Simeon Alev: Ho accennato alla relazione guru-discepolo a causa di un passaggio della biografia nel quale lei racconta come Krishnamurti, dopo quindici anni, avesse cominciato a esercitare su Bohm una certa pressione affinché egli cominciasse a cambiare: cosa che, normalmente, sarebbe sembrata consona al suo ruolo di maestro spirituale. Ma, poiché anche lei suggerisce che Bohm nutrì delle riserve per ciò che vedeva accadere intorno a Krishnamurti, forse si trattò più che altro di uno scambio di accuse.

David Peat: Di nuovo, è difficile da dire. Ho parlato con persone che erano nella cerchia intima di Krishnamurti, secondo le quali questo tipo di rottura si era verificata più volte. È come se le persone frequentassero Krishnamurti per molti anni, fino a quando lui sembrava quasi attaccarle e provocarle. A un certo punto, Krishnamurti sentiva il bisogno di provocare anche persone con cui si sentiva a suo agio e cui permetteva di stargli vicino. In questo senso, quando sfidò Dave su se stesso e i suoi condizionamenti, la cosa probabilmente assomigliò molto a una relazione guru-discepolo; all’improvviso tutto era cambiato.

Simeon Alev: Questo deve essere stato piuttosto sconvolgente per David Bohm.

— COSA FARAI —
1. Riporta ogni riga dell'elenco che contiene la stringa "sofa", rispettando maiuscole e minuscole.
2. Scrivi il seguito dell'intervista su Krishnamurti e David Bohm, a partire dall'ultima battuta riportata.

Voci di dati
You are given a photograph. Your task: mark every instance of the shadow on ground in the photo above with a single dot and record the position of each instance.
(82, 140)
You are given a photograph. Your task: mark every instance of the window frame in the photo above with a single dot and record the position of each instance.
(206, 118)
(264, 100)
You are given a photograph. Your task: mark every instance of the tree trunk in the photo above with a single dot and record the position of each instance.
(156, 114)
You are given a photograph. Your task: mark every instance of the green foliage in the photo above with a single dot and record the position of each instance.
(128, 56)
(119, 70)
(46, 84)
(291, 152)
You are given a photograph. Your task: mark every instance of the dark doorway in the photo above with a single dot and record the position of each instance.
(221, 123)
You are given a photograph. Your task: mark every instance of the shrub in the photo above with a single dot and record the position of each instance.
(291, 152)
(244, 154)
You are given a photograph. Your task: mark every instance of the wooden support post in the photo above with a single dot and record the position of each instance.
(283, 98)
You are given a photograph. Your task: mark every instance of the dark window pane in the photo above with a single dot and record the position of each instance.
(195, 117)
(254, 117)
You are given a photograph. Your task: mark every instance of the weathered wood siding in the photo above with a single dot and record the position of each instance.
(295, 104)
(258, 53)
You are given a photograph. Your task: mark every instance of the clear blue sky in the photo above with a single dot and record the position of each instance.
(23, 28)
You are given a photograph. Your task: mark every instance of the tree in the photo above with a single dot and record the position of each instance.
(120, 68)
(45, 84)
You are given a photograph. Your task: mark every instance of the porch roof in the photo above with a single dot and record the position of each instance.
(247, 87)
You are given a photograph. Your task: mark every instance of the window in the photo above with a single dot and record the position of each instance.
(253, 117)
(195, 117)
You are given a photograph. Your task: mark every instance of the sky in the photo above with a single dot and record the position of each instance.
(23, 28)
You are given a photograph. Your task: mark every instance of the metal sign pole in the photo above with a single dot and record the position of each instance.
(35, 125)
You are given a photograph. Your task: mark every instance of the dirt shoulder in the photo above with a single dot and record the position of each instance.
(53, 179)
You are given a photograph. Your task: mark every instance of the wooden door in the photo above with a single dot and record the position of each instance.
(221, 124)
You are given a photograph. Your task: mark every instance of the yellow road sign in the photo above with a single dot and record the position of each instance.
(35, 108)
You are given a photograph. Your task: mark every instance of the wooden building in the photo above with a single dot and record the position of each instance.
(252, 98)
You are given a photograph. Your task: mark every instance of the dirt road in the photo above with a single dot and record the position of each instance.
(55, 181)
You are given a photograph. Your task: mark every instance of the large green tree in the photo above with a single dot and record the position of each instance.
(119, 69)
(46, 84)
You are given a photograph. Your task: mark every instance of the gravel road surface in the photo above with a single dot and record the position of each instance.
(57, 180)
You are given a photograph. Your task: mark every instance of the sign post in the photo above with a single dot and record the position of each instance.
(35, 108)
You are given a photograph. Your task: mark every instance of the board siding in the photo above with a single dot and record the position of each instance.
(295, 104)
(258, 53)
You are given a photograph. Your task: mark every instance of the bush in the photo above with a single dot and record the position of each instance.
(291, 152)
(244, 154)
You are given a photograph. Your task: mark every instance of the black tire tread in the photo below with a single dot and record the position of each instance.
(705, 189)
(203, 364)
==
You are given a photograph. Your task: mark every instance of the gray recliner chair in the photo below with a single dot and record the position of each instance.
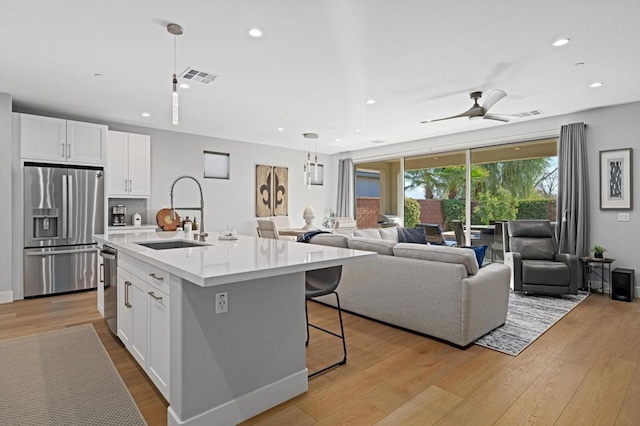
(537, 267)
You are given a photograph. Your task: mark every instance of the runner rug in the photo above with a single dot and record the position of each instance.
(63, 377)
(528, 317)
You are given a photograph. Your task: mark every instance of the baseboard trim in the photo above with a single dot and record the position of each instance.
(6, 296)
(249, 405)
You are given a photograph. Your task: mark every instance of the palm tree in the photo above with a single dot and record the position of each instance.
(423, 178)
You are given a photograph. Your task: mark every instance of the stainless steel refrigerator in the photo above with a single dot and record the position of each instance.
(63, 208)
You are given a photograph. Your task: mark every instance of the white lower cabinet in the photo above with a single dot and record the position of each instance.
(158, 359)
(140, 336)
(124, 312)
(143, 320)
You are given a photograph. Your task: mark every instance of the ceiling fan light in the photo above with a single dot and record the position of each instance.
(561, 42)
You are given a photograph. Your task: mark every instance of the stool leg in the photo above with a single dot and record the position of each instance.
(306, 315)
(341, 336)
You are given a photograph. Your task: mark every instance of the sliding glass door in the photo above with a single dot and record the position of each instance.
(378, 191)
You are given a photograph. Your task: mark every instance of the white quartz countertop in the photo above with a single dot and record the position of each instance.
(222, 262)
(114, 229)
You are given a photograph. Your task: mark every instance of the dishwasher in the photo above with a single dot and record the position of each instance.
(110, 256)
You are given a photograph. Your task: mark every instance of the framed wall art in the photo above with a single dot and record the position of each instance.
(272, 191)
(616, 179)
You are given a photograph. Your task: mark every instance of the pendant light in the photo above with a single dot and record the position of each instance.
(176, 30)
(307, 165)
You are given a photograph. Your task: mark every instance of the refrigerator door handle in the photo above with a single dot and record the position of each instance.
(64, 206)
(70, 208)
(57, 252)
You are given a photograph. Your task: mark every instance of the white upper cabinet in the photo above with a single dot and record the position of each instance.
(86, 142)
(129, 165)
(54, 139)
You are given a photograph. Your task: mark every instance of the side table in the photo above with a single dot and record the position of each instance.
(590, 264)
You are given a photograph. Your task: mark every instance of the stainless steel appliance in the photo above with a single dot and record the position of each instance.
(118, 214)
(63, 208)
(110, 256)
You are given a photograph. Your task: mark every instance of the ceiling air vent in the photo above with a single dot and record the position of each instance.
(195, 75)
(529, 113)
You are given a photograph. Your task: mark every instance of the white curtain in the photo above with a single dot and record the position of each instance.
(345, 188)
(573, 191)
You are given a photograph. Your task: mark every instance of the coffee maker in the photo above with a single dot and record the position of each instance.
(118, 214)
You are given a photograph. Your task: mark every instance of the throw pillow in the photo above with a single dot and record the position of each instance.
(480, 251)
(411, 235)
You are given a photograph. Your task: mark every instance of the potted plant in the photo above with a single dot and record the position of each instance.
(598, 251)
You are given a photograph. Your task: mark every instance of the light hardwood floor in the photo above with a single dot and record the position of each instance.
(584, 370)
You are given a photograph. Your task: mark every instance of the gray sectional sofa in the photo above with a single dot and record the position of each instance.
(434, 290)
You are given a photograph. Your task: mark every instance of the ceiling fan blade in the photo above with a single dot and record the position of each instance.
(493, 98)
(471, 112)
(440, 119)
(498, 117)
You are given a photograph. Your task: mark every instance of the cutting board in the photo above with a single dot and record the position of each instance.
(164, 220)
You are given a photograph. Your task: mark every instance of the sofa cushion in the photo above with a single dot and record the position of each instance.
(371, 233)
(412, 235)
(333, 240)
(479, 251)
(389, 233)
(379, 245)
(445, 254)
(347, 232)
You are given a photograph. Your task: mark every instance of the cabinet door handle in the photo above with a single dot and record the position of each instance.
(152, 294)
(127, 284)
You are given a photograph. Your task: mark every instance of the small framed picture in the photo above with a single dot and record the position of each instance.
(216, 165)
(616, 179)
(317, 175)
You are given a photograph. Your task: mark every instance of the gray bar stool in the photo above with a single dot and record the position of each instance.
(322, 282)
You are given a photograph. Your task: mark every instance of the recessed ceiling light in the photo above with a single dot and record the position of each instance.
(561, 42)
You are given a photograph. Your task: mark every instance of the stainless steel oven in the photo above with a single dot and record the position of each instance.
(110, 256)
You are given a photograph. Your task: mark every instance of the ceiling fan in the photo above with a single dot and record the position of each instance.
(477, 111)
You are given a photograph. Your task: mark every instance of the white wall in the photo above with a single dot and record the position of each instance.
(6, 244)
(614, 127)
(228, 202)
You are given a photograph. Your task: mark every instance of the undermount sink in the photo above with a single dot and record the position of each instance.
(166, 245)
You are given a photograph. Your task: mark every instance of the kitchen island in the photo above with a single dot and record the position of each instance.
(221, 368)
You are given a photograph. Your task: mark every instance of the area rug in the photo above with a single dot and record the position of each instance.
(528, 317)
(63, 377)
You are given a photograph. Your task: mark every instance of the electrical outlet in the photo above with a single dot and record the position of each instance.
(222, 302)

— RISPOSTE SCRITTE —
1.
You are given a photograph. Your task: mark every instance of the gray sectional sofa in the photo above with a single dot and record the position of each instance.
You are given a photograph. Your task: mark every instance of the sofa cushion in the photo above with a single dot and record the position of each instance.

2.
David Peat: Secondo le informazioni raccolte, sì. Ma sono cose difficile da determinare con certezza, perché tutti coloro che li circondavano avevano dei forti interessi. Secondo alcuni, Dave era molto importante per Krishnamurti; altri, invece, sarebbero stati più felici se Dave non avesse avuto nulla a che fare con lui. Questi ultimi avevano la sensazione che egli stesse in un certo senso contaminando l’immagine di Krishnamurti, che lo stava spingendo a parlare in maniera troppo occidentale, intellettuale e razionale, a scapito della poesia. Alcuni sentirono questo: che la poesia si stava perdendo. Ma forse non vedevano la poesia insita in David Bohm.

La scienza di Bohm

Simeon Alev: Quali erano alcune delle principali idee di Bohm che lo resero una figura di primo piano nel processo di avvicinamento tra la scienza e la spiritualità?

David Peat: Dave avvertiva che la scienza non doveva staccarsi dalla vita di tutti i giorni, diventando qualcosa di astratto che aveva a che fare soltanto con la meccanica. Sentiva, piuttosto, che l’universo stesso è in certo senso uno specchio delle nostre strutture basilari come esseri umani e della nostra relazione con il trascendente. Questa fu la chiave di tutto il suo pensiero. Così, quando cominciò a sviluppare la sua teoria dell’ordine sottinteso, sentì che essa non riguardava soltanto la struttura della materia, ma anche quella della coscienza, perché ogni cosa riflette se stessa. Persino il suo primo lavoro sul plasma sopraggiunse non tanto attraverso lo studio degli atomi e degli elettroni – cosa che naturalmente fece – quanto grazie al dilemma fondamentale dell’individuo e della collettività: può un individuo essere libero all’interno una società, portandovi allo stesso tempo il suo contributo? Anche qui, vide che i dilemmi di base degli esseri umani riguardo il libero arbitrio e gli obblighi verso la società sono, in qualche modo, riflessi nella struttura stessa dell’universo. A questo proposito, egli ebbe una visione (credo mentre viveva in Brasile): l’universo era un insieme di sfere di argento, ognuna delle quali rifletteva le altre, inclusa se stessa; una sorta di infinita riflessività dell’universo nella quale ogni parte era contenuta in tutte le altre.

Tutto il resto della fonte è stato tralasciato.